Recorded information:
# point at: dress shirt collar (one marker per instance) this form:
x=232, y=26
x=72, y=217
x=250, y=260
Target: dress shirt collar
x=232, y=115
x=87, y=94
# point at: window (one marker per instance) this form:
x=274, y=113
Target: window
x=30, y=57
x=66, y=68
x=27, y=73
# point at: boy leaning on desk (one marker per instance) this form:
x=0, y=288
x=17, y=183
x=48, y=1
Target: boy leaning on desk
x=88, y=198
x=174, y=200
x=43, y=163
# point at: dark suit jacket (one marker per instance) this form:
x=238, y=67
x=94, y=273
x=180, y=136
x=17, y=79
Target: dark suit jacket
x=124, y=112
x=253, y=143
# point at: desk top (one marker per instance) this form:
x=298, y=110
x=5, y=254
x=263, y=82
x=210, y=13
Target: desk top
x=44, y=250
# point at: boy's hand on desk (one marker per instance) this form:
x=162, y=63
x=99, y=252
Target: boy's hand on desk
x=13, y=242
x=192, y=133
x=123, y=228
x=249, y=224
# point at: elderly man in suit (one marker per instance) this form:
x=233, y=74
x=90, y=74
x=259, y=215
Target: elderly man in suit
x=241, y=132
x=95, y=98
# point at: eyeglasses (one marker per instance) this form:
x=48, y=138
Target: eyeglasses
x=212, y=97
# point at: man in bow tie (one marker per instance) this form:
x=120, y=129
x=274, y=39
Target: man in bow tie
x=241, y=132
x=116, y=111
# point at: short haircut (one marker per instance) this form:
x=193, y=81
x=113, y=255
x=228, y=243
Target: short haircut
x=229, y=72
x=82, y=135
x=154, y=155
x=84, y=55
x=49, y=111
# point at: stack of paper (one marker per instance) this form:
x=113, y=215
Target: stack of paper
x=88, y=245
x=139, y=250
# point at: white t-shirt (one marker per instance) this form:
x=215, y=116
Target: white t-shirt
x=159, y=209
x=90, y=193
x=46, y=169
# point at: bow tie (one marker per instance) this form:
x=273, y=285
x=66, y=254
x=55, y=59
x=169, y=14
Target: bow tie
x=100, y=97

Work to complete: Produce an exact copy of the whole listing.

Task response:
# point at: dress shirt collar (one marker per instance) this form:
x=232, y=26
x=72, y=217
x=250, y=260
Target: dress shirt collar
x=232, y=115
x=87, y=94
# point at: window (one marker per instance) this form:
x=274, y=113
Target: window
x=30, y=57
x=66, y=68
x=27, y=73
# point at: boy leaning on desk (one marker per instance) this form:
x=0, y=288
x=17, y=183
x=48, y=1
Target: boy leaning on desk
x=88, y=198
x=174, y=200
x=43, y=163
# point at: dark suit jacket (one marker per instance) this form:
x=238, y=67
x=94, y=273
x=180, y=136
x=17, y=79
Target: dark suit jacket
x=124, y=112
x=253, y=143
# point at: desk top (one marker per instance) this form:
x=298, y=110
x=5, y=254
x=263, y=82
x=210, y=13
Target: desk top
x=44, y=250
# point at: boy's hand on desk (one marker per instance) this form:
x=162, y=63
x=99, y=252
Target: boy's hand on desk
x=13, y=242
x=192, y=133
x=123, y=228
x=249, y=224
# point at: elderly man in suit (one marker per instance) this form:
x=233, y=74
x=90, y=74
x=259, y=215
Target: elderly man in suit
x=241, y=132
x=95, y=98
# point at: eyeglasses (one marker per instance) this form:
x=48, y=138
Target: eyeglasses
x=212, y=97
# point at: man in bow tie (one marker per instance) this form:
x=120, y=129
x=274, y=39
Target: man in bow tie
x=241, y=132
x=116, y=111
# point at: short haircut (one marker per instance) this form:
x=193, y=81
x=113, y=255
x=228, y=243
Target: short haircut
x=229, y=72
x=82, y=135
x=154, y=155
x=84, y=55
x=49, y=111
# point at: stack of paper (one marker per instance) this form:
x=113, y=215
Target: stack of paper
x=88, y=245
x=139, y=250
# point at: white t-shirt (one marker per instance) this form:
x=215, y=116
Target: white t-shirt
x=159, y=209
x=90, y=193
x=46, y=169
# point at: bow tie (one marker per instance) this form:
x=273, y=285
x=66, y=254
x=55, y=59
x=169, y=14
Target: bow tie
x=100, y=97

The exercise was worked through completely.